**Texto de partida:**
+ + + +

Me viene a la imaginación una imagen: la piedad de Miguel Ángel. En los brazos de la Madre Dolorosa ha caído el cuerpo desclavado de la cruz de Jesús. El crucificado inocente, agotado y cansado, se dejó caer sobre la ternura y la piedad de la Madre. Y allí reposa el sueño de la muerte, en el blando y acogedor seno maternal donde tuvo lugar el origen, sobre el crisol de la vida, hasta la hora de despertar a la vida para siempre, resucitado en el silencio de Dios, al amanecer del tercer día.

No en vano noviembre es también el mes de las ánimas. La naturaleza sabe mucha teología y el otoño es una de sus mejores páginas. Y Zorrilla, con su Don Juan Tenorio, viene a recordarnos al Dios de la clemencia para el que "un punto de contrición da al alma la salvación".

+ + + +

**Material proporcionado:**
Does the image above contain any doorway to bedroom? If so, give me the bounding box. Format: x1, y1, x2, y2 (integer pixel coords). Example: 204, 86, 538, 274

+ + + +

**Ejercicios propuestos:**
A) ¿Qué obra de Zorrilla se cita en el texto sobre la Piedad de Miguel Ángel?
B) Prolonga el texto sobre la Piedad de Miguel Ángel a partir de su última frase.

**Respuestas por ejercicio:**
A) Don Juan Tenorio.

B)
Los cielos grises invitan a la vida interior. Se dejan de oír las voces, tanto ruido de palabras que no dicen nada más que banalidad y rutina, para escuchar 'entre las voces, una'. Lo mejor del hombre y los más bellos paisajes están en su propio corazón. Y es el viaje más corto el más interesante, el más deslumbrador. "Entra dentro de ti", invitaba Agustín de Hipona. Sin vida interior se puede vivir, pero no hay verdadera vida. Sin vida interior nos pasan cosas, pero nada acontece de verdad. El que se contenta con vivir en la superficie y en la exterioridad nunca encontrará el tesoro enterrado o la perla preciosa. Lograr la vida es la tarea más humana y arriesgada del hombre, la más bella aventura, la más divina siempre. Nos distraen los cantos de sirena. Ulises tuvo que amarrarse al palo de la nave para no ser seducido y llegar a su destino. Y lo logró, como lo logran los que aman la libertad y se niegan a que otros les dicten lo que tienen que pensar, lo que tienen que hacer, lo que tienen que decidir. Es decir, los que no temen ser 'políticamente incorrectos', insumisos al espíritu del tiempo.

Noviembre, otoño, dichoso mes, dichosa estación del año, cargada de futuro y ventura.